When I got home I’d half convinced myself something was wrong with the dry cleaner. Then I remembered: it wasn’t dry cleaned. I’d run it through our own washer the night before, regular cycle, whatever detergent we always used. Tide Free & Gentle, I think. Maybe Persil at the time. The shirt looked clean. It smelled clean. And it had been bothering my skin for nine straight hours.

That was the thing that finally got me to read the bottle. I’d been using mainstream laundry detergent my entire adult life without ever once looking at what was in it. By the time I went to bed I’d written down a dozen ingredient names I couldn’t pronounce. The next morning I started swapping things out.

The full overhaul took months. A lot of the natural living advice online is wellness theater dressed up as research, so I burned cycles on things that didn’t work before landing somewhere reasonable. What follows is what I actually use now, around two years in, with the stuff I tried and ditched mentioned as warnings.

What’s Actually in Conventional Laundry Detergent

Start with fragrance, because it’s the most dishonest part of the label. Under U.S. cosmetic and cleaning product law, “fragrance” gets treated as a trade secret, which means a single word on the back of the bottle can stand in for a list of anywhere from a few dozen to several hundred actual chemicals. None of them have to be disclosed. Some are phthalates, used to make scents linger; phthalates are well documented endocrine disruptors. When your laundry smells like a meadow, you’re inhaling a proprietary mix that the company doesn’t have to tell you about and probably hasn’t tested for long term exposure. This isn’t a conspiracy thing. It’s how the law works.

== Given data ==
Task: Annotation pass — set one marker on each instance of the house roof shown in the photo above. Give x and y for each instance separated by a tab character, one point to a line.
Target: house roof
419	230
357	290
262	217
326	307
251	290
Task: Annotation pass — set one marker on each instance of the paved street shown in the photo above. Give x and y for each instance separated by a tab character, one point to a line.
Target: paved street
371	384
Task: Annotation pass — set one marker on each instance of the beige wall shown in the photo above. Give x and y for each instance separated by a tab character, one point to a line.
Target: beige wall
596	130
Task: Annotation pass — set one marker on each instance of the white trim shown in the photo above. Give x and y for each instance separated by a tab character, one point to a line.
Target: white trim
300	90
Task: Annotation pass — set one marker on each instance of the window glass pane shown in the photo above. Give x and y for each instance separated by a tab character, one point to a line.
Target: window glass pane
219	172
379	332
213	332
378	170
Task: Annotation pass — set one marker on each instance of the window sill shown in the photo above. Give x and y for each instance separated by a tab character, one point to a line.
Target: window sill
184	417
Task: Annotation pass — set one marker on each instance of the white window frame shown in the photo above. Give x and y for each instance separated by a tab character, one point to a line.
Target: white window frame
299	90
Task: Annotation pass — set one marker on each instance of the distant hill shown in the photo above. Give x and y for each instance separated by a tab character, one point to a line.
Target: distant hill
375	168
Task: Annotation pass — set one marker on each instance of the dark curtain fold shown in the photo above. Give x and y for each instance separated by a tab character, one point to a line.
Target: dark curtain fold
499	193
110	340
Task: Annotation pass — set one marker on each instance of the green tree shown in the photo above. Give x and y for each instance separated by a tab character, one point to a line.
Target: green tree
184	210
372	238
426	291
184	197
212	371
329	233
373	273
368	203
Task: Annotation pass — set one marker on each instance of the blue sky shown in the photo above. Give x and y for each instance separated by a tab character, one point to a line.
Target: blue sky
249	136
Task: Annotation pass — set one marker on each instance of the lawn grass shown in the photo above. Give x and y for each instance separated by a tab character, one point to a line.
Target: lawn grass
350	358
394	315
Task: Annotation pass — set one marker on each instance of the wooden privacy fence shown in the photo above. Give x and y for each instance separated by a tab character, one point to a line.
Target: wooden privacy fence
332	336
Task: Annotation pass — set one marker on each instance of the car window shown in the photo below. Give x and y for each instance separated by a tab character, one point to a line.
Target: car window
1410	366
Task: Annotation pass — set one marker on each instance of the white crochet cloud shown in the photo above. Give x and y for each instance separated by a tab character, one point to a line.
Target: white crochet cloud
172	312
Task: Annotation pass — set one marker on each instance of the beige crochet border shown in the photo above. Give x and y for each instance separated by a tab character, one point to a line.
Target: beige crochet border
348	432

== Exercises to complete ==
[A] In the laundry detergent text, give the part from "That was the" up to and including "swapping things out." again, swapping "laundry detergent" for "washing powder".
[B] According to the laundry detergent text, how does U.S. cosmetic and cleaning product law treat "fragrance"?

== Results ==
[A]
That was the thing that finally got me to read the bottle. I’d been using mainstream washing powder my entire adult life without ever once looking at what was in it. By the time I went to bed I’d written down a dozen ingredient names I couldn’t pronounce. The next morning I started swapping things out.

[B] As a trade secret.